- **Work to be completed**: Repeat verbatim the lines of the data below, beginning with the line containing "example: [190, 260]" and continuing to the end.

- **Recorded data**:

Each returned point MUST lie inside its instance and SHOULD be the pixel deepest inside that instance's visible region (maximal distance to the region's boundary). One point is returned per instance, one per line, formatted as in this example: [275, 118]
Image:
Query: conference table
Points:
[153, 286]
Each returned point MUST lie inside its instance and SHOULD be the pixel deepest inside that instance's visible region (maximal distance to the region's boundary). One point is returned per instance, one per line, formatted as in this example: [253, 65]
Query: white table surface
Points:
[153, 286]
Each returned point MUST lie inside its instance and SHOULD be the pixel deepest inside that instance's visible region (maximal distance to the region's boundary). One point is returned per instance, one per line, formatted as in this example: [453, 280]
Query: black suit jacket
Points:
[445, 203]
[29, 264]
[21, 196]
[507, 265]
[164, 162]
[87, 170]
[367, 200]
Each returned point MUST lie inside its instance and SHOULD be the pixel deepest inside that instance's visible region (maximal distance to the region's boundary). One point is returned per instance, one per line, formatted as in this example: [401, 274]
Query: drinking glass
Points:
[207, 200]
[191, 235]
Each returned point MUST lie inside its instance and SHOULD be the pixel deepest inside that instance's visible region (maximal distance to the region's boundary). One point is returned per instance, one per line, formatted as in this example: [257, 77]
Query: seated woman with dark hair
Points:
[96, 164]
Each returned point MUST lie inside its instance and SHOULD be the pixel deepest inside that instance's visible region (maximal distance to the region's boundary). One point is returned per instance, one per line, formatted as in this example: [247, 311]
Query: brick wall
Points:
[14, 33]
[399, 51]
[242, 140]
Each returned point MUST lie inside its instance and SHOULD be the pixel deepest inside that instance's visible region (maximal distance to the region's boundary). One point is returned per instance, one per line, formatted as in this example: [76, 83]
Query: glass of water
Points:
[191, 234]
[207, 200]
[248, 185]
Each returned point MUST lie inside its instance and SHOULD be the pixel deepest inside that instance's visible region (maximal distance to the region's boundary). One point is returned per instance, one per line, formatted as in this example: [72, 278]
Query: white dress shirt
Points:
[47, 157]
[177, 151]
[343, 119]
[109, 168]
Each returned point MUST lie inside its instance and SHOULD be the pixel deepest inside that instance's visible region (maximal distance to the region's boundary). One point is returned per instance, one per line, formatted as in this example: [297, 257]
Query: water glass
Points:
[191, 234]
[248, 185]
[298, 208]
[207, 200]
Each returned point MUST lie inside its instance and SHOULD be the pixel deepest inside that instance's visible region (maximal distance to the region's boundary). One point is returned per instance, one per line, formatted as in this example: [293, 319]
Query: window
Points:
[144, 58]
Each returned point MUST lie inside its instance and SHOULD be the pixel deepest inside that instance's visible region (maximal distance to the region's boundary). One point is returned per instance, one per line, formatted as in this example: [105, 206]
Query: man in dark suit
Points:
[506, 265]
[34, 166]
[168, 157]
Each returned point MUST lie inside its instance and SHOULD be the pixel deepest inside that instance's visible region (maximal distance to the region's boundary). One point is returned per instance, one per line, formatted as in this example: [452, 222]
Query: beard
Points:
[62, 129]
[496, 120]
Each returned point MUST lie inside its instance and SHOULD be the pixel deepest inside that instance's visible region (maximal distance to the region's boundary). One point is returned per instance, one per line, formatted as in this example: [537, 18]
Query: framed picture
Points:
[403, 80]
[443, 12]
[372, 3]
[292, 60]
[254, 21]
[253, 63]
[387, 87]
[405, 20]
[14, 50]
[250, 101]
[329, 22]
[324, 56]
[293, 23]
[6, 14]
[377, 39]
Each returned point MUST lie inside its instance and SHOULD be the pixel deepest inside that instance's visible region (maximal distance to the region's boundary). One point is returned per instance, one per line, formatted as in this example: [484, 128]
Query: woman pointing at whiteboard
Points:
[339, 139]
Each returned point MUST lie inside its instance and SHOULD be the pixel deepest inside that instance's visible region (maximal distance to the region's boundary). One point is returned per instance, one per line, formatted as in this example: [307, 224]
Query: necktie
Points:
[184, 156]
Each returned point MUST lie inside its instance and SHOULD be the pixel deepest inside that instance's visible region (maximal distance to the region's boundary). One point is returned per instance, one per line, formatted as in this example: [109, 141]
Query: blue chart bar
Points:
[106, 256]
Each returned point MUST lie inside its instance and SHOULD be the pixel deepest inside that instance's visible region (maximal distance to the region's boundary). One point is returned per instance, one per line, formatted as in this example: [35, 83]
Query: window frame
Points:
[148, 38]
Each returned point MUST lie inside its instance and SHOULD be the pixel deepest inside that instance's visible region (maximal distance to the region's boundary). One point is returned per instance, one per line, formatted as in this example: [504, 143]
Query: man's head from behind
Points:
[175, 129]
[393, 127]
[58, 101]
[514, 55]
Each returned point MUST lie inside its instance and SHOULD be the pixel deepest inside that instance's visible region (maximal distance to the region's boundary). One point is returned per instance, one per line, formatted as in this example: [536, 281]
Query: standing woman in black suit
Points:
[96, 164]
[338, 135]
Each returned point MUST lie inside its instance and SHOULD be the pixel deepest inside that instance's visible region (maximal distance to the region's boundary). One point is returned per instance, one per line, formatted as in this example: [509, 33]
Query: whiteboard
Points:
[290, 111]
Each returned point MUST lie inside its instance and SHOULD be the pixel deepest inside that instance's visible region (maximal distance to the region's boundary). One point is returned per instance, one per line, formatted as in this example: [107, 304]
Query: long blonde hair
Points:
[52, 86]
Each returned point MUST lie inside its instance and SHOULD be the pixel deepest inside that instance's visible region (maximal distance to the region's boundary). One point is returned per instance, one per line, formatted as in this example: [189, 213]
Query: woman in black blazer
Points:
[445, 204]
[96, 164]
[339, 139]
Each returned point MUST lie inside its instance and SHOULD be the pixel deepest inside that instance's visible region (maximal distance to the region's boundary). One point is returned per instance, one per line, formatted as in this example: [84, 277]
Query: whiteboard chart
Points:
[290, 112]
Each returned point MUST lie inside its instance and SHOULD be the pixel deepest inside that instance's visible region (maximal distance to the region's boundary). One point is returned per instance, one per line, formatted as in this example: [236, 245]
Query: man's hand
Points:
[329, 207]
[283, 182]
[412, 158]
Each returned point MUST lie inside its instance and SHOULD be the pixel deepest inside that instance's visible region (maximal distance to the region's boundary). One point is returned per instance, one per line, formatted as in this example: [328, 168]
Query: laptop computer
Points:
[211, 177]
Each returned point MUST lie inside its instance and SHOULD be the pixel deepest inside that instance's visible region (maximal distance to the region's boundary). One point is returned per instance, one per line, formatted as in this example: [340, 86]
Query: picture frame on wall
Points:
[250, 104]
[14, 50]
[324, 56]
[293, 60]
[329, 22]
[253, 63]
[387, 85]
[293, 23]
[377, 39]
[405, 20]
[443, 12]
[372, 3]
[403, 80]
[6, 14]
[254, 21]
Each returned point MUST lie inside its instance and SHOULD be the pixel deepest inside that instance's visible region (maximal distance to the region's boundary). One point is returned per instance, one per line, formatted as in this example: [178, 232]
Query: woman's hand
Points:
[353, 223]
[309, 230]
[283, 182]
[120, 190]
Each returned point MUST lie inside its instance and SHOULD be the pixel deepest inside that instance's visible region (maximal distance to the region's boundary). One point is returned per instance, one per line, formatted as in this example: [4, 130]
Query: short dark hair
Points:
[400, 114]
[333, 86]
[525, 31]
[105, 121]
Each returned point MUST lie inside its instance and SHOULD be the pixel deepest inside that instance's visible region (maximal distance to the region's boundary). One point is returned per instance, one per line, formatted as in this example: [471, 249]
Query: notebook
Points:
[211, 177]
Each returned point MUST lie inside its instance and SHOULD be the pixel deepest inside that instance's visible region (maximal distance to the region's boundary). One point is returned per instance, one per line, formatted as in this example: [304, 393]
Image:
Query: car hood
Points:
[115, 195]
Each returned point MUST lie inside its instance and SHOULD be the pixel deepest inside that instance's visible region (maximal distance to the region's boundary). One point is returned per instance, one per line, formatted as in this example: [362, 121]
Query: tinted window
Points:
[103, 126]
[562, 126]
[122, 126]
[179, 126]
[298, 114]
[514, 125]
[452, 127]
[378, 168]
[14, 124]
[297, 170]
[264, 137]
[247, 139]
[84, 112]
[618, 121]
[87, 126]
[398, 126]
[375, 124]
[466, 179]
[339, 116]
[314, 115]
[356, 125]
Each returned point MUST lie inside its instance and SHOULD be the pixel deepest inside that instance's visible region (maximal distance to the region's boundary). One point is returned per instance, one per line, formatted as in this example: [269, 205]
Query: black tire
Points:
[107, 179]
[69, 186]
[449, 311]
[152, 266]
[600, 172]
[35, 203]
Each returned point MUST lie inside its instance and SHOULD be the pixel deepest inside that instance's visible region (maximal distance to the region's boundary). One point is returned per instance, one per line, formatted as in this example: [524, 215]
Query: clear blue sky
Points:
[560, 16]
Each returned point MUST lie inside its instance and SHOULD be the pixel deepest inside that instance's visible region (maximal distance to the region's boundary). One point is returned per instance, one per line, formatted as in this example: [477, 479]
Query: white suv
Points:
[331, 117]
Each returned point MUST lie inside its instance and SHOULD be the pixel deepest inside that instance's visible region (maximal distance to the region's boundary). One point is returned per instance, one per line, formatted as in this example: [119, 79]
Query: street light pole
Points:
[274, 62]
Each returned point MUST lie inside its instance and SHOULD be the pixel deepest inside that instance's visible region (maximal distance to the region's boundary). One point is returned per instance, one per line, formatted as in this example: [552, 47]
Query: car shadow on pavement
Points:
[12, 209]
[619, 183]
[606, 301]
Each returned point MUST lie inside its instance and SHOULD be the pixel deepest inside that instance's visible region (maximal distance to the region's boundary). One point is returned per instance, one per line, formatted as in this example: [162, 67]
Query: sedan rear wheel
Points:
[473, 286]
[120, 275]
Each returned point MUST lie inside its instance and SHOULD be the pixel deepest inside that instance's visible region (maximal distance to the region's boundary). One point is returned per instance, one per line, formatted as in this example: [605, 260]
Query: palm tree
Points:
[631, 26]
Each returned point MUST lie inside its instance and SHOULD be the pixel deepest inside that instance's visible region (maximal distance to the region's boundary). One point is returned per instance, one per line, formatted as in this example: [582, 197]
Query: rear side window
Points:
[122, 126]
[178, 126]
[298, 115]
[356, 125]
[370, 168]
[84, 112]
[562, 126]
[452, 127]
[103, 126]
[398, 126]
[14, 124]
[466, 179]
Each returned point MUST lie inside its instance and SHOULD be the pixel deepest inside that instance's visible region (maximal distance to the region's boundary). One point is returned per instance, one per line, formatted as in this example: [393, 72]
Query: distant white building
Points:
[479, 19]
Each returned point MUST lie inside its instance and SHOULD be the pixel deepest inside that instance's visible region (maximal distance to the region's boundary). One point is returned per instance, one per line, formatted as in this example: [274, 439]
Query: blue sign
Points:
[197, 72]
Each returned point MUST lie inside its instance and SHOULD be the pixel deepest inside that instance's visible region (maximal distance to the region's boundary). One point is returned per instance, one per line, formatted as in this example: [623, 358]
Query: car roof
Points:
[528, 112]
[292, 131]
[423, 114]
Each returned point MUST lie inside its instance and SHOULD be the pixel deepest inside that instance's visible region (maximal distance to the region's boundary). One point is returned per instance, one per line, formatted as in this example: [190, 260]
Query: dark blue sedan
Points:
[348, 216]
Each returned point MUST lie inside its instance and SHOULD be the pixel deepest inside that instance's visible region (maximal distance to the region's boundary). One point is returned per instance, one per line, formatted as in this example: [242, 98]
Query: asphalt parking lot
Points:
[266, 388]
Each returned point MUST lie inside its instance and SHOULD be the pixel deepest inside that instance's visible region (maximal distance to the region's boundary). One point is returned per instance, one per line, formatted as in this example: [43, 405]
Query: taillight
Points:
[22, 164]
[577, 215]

- **The answer**:
Each returned point MUST lie inside its instance and SHOULD be the pixel deepest inside that instance's visible region (maximal distance to the region's boundary). One point is returned per instance, one per line, formatted as in this example: [190, 260]
Query: dark blue sedan
Points:
[348, 216]
Each returned point MUST lie inside its instance and SHOULD be the pixel deepest inside that instance's visible region (maximal distance to the region's boundary). One point is returned per instance, one per line, formatted as in this example: [242, 98]
Query: asphalt parking lot
Points:
[266, 388]
Each returned point MUST lie inside its instance and SHOULD be the pixel deepest inside that instance's visible region (maximal distance to the region's boundary). One point is returned per instance, one per line, formatted as in this example: [43, 405]
Query: taillight
Points:
[22, 164]
[577, 215]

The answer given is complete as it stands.